***** STORED ROWS *****
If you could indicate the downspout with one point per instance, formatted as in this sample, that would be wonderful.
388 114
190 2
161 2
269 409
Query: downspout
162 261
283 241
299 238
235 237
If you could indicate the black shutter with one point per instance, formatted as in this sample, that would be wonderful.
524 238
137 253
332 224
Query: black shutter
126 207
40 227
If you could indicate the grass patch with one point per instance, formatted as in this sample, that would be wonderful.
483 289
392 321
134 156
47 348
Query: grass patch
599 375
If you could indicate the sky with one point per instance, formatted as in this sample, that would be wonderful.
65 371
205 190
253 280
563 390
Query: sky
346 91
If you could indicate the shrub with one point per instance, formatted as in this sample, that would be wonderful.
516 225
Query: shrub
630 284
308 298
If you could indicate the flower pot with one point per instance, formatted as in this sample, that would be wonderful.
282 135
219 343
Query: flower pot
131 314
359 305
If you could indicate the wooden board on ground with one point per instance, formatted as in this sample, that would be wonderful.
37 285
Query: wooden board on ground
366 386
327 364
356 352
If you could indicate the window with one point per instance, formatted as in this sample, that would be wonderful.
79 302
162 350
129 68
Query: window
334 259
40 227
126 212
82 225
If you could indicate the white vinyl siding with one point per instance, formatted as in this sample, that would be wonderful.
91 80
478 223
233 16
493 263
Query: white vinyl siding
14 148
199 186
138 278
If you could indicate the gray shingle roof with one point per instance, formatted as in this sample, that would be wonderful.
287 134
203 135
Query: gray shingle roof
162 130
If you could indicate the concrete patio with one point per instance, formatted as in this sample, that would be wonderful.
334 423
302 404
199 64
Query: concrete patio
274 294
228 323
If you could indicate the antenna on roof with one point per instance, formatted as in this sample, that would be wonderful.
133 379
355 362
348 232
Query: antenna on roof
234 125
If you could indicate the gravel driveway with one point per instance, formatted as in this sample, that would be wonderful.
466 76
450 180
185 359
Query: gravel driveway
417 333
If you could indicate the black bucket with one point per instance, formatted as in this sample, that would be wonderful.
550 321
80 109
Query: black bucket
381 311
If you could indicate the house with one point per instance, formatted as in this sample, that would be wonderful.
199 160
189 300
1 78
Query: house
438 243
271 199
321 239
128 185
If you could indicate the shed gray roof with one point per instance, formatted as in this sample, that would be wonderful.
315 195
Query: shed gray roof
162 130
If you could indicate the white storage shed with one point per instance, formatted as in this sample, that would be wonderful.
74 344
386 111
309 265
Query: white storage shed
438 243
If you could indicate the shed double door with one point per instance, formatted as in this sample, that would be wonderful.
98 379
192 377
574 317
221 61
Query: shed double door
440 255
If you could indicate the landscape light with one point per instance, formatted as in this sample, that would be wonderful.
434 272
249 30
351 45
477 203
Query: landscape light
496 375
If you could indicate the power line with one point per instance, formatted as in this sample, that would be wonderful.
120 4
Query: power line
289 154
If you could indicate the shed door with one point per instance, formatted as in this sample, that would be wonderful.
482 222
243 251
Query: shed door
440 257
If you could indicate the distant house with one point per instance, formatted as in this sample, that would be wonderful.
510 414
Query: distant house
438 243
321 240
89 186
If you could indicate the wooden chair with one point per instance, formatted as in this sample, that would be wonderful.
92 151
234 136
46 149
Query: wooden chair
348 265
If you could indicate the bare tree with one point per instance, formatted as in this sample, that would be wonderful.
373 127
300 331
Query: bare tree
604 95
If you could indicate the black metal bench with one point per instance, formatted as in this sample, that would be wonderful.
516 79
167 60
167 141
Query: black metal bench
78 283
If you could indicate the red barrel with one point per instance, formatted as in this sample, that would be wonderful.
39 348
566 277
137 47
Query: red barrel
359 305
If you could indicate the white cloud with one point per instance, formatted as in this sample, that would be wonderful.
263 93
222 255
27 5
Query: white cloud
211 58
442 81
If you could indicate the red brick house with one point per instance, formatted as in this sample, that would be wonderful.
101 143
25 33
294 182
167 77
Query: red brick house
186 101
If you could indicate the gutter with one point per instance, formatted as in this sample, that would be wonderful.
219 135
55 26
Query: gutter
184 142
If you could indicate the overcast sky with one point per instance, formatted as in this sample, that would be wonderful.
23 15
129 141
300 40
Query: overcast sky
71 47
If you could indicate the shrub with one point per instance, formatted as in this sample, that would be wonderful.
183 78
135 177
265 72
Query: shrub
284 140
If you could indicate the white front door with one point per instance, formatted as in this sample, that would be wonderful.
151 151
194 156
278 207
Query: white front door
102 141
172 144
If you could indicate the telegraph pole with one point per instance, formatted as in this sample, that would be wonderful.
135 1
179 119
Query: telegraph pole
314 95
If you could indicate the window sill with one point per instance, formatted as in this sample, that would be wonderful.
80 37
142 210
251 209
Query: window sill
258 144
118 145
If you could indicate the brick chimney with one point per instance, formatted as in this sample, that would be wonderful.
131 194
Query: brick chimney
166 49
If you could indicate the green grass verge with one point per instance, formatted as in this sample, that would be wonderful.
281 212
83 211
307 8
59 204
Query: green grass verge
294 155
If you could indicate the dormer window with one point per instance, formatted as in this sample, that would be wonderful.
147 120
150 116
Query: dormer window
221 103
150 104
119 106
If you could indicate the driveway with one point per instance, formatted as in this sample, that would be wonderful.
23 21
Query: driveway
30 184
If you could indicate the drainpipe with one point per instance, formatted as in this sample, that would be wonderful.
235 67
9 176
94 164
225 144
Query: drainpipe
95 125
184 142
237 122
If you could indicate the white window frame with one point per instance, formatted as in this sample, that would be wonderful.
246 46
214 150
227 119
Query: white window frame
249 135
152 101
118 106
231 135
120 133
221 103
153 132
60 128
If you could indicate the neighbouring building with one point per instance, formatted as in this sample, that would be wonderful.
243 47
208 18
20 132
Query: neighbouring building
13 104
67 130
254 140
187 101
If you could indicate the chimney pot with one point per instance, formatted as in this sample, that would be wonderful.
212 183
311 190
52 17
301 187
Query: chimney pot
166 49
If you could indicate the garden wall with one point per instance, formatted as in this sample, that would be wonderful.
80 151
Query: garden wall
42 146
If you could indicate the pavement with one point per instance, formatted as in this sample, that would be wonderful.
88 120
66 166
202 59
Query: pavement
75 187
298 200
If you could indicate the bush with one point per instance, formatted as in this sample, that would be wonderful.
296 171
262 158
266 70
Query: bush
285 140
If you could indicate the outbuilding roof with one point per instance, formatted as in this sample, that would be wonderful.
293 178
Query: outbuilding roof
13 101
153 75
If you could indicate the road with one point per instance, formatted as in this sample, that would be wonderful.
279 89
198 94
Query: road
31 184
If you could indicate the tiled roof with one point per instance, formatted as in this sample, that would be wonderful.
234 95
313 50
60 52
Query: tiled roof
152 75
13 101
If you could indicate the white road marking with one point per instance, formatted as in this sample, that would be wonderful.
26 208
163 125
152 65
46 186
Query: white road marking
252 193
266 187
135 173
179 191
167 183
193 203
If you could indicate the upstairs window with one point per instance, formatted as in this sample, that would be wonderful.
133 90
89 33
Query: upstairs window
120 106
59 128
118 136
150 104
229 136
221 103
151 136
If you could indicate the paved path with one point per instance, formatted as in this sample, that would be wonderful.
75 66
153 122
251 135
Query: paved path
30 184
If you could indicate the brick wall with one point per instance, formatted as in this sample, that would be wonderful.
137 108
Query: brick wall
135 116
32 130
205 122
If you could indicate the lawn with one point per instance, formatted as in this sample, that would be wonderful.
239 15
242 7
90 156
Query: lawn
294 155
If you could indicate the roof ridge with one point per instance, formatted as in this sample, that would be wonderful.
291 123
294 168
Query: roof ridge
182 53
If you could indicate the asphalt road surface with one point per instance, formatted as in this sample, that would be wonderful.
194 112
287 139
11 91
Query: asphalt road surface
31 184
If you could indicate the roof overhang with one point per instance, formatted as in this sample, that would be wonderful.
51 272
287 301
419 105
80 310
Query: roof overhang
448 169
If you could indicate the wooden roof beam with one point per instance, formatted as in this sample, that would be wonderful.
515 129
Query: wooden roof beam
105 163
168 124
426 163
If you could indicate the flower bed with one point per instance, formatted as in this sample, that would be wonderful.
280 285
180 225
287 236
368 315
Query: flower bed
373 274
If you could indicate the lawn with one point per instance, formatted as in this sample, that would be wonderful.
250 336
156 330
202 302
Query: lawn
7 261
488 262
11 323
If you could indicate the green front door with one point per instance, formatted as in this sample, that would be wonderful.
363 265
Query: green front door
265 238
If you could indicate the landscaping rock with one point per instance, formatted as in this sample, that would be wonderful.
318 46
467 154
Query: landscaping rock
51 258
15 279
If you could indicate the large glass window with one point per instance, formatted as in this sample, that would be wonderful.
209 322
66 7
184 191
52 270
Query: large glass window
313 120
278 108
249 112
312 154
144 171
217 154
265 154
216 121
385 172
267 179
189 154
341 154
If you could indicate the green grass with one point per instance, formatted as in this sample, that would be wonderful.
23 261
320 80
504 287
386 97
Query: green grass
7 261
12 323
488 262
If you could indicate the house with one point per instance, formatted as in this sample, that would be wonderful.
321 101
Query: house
*****
Please rewrite the data from the line with "If you could indicate the large" through the end of the data, swapping every "wonderful" for "great" and keeping everything else the same.

If you could indicate the large glass window with one point per instance, formatted as in this sample, that would be great.
209 322
66 7
184 191
52 270
Query: large glass window
313 120
278 108
249 112
312 154
144 171
217 154
265 154
216 121
385 172
267 179
189 154
341 154
If you could indicate the green grass with one point per instance, formatted as in this sample, that would be great.
23 261
320 80
504 287
386 97
Query: green grass
7 261
12 323
488 262
If you could indicate the house with one point per instance, formatted as in this sample, that would be great.
321 101
Query: house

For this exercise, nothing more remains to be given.